Ghosts of the Titanic, Charles Pellegrino

Avon, 2000, 339 pages, C$9.99 mmpb, ISBN 0-380-72472-3

Now that the TITANIC movie has come and gone on big screens, VHS and DVD, it seems as if everyone’s an expert on the subject, citing diagrams and expert advice on exactly how the Big Ship sank. In the wake of the film’s boffo success (biggest moneymaker ever, anyone?), shelves of books on the subject were ransacked by new catastrophe enthusiasts.

One of those books was Charles Pellegrino’s Her name, Titanic. Faithful readers of these reviews may remember that I’ve been a Pellegrino enthusiast for some time, hence this review. Ghosts of the Titanic is a sequel of sort to Her Name, Titanic, but don’t worry if, like me, you haven’t read the first volume; the sequel is mostly self-supporting.

Some knowledge of the Titanic disaster is essential, though, as Pellegrino wastes no time explaining the basics. (This being said, one of the book’s highlights is the illustrated timeline of events running from page 176 to 195.) In some ways, this is a post-TITANIC book, immediately accessible if you’ve seen the film. James Cameron even wrote the foreword.

And what Pellegrino says is really “what the movie left out”: An examination of the current state of the wreck, the likely composition of the iceberg, the fire that had been raging deep in the ship’s structure during the whole trip. Pellegrino tells us stories that couldn’t fit in the three-hour movie, such as the efforts to keep the electricity running and Colonel Gracie’s narrow escape.

Using new testimonies, computer models and scientific evidence (some of which he himself collected during his visits to the wreck), Pellegrino uncovers yet more details about the events of April 14, 1912. One of his most fascinating findings is the fate of the Grand Stairway: Contemporary examinations of the wreck have so far failed to find it—leading James Cameron to theorize that the massive wooden structure could have ripped free of the sinking wreck and floated to the surface. A finding, ironically enough, supported by his experiences while filming TITANIC, as the Stairway replica started to rip itself from the set once submerged.

This anecdote, like many others, shows Pellegrino’s knack for finding the most astonishing things in places we wouldn’t expect. Coincidentally or not, his misfortune for being in a weird place at a weird time also pops up with alarming frequency and spine-chilling effects. (Here he describes missing TWA flight 800, and being cured of a fatal disease in extremis by one of his friends. I’m still waiting to hear more details about the nuclear device “accidental energetic disassembly” he survived, briefly mentioned here once again.)

(Image-grounded pointing data)
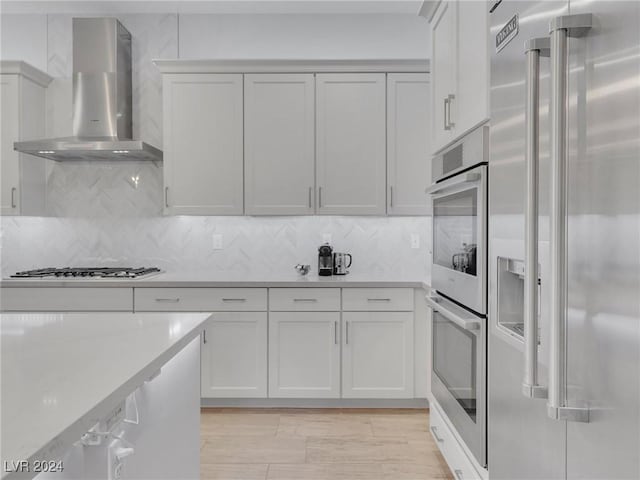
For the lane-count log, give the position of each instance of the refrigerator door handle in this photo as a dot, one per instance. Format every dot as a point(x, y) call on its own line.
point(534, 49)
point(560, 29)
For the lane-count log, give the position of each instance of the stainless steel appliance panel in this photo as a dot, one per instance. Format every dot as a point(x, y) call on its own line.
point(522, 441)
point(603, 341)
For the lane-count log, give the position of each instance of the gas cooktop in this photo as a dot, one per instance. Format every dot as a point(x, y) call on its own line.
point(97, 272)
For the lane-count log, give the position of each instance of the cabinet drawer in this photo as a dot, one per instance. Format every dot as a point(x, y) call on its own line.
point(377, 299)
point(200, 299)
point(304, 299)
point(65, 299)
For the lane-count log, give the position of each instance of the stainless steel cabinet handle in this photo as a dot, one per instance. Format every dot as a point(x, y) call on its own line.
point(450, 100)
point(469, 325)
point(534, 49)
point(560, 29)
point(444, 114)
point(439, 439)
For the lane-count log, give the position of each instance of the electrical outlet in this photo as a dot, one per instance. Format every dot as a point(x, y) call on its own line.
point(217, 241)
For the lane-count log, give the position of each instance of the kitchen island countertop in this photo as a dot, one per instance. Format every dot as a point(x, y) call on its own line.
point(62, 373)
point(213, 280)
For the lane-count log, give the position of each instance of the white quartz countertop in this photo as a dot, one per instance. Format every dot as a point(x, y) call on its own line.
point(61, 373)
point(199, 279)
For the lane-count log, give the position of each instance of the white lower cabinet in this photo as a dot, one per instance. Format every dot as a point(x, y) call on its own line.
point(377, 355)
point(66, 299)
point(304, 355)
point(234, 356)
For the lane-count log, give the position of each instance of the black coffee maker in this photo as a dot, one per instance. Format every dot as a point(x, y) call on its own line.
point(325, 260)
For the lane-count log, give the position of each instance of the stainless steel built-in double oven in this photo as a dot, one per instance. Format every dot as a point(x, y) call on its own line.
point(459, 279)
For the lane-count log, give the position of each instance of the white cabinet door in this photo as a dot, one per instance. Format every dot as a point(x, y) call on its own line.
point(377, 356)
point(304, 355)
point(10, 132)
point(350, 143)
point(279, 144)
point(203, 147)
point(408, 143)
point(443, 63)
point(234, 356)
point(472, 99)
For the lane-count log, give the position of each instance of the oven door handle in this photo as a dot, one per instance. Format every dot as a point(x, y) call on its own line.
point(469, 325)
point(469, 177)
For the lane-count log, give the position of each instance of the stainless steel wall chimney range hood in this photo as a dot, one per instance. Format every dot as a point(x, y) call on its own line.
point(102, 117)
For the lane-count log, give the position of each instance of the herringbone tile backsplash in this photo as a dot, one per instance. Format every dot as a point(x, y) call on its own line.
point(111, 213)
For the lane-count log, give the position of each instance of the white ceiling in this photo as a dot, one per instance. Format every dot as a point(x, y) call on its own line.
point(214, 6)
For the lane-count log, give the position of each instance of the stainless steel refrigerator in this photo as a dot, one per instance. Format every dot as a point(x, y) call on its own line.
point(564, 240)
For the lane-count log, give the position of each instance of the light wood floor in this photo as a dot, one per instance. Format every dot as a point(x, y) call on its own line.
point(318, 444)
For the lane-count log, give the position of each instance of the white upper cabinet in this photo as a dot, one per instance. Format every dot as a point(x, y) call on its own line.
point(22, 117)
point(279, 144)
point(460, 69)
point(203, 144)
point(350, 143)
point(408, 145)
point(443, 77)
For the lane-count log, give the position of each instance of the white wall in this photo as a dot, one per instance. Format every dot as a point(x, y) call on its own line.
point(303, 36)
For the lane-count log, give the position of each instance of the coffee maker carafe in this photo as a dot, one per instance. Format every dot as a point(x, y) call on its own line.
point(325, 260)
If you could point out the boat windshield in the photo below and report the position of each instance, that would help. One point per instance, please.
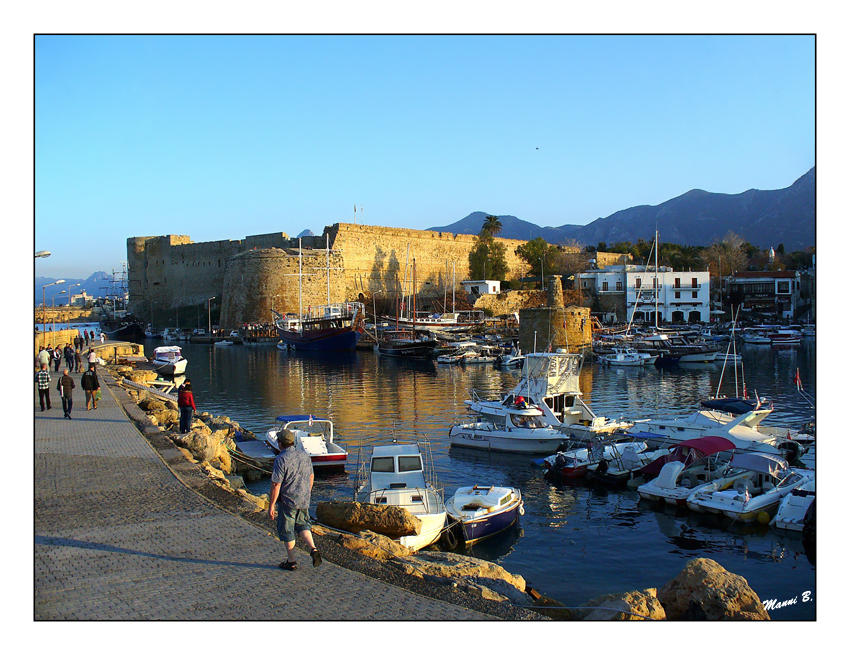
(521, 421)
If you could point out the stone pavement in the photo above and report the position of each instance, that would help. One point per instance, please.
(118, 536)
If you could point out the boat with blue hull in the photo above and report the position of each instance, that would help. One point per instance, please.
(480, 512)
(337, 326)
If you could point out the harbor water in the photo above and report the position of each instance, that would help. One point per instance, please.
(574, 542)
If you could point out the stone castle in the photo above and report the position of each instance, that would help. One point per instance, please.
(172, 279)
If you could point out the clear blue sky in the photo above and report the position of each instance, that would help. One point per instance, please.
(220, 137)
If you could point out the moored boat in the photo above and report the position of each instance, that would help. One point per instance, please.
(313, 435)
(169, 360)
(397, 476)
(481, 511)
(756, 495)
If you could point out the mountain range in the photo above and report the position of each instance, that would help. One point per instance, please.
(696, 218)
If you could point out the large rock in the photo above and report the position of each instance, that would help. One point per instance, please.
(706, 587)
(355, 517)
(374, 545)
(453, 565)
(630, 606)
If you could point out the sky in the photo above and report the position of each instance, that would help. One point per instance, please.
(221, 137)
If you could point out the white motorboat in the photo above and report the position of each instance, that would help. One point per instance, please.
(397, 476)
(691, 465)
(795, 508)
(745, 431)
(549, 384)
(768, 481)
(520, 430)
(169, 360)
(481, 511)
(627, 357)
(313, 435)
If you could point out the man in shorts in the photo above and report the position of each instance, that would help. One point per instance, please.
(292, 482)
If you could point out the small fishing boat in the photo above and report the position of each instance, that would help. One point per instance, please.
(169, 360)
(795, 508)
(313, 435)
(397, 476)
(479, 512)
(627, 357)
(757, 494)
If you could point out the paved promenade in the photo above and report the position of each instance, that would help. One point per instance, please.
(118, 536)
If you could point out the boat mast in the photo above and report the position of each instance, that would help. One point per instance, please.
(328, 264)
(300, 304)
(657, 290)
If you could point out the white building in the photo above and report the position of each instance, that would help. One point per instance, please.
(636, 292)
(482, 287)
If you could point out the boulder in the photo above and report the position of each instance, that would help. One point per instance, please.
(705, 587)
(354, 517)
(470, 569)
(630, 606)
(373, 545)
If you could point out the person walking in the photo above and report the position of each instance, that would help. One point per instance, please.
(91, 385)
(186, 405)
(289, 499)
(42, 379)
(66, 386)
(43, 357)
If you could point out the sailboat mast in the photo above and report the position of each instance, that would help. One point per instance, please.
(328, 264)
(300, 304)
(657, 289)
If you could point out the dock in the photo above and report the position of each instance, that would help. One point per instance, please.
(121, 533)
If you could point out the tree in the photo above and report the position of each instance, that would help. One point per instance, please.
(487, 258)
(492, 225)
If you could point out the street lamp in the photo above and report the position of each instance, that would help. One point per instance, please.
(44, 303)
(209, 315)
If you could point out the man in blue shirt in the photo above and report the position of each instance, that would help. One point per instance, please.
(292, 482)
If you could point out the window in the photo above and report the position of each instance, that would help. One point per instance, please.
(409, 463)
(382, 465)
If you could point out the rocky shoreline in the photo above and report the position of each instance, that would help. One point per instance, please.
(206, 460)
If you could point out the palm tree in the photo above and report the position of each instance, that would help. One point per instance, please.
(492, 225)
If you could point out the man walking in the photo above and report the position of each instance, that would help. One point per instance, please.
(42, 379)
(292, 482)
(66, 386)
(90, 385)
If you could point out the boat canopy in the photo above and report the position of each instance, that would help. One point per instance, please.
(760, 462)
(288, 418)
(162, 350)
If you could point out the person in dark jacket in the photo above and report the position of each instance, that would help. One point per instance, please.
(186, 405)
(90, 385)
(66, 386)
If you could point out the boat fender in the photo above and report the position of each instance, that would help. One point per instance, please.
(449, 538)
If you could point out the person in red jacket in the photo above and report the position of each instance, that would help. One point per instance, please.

**Set of tasks**
A. According to the book review, which pages of Ghosts of the Titanic hold the illustrated timeline of events?
B. Set down the stretch of the book review from "Now that the" through "is mostly self-supporting.", word for word.
None of the items are needed for this work.

**Answers below**
A. Pages 176 to 195.

B.
Now that the TITANIC movie has come and gone on big screens, VHS and DVD, it seems as if everyone’s an expert on the subject, citing diagrams and expert advice on exactly how the Big Ship sank. In the wake of the film’s boffo success (biggest moneymaker ever, anyone?), shelves of books on the subject were ransacked by new catastrophe enthusiasts.

One of those books was Charles Pellegrino’s Her name, Titanic. Faithful readers of these reviews may remember that I’ve been a Pellegrino enthusiast for some time, hence this review. Ghosts of the Titanic is a sequel of sort to Her Name, Titanic, but don’t worry if, like me, you haven’t read the first volume; the sequel is mostly self-supporting.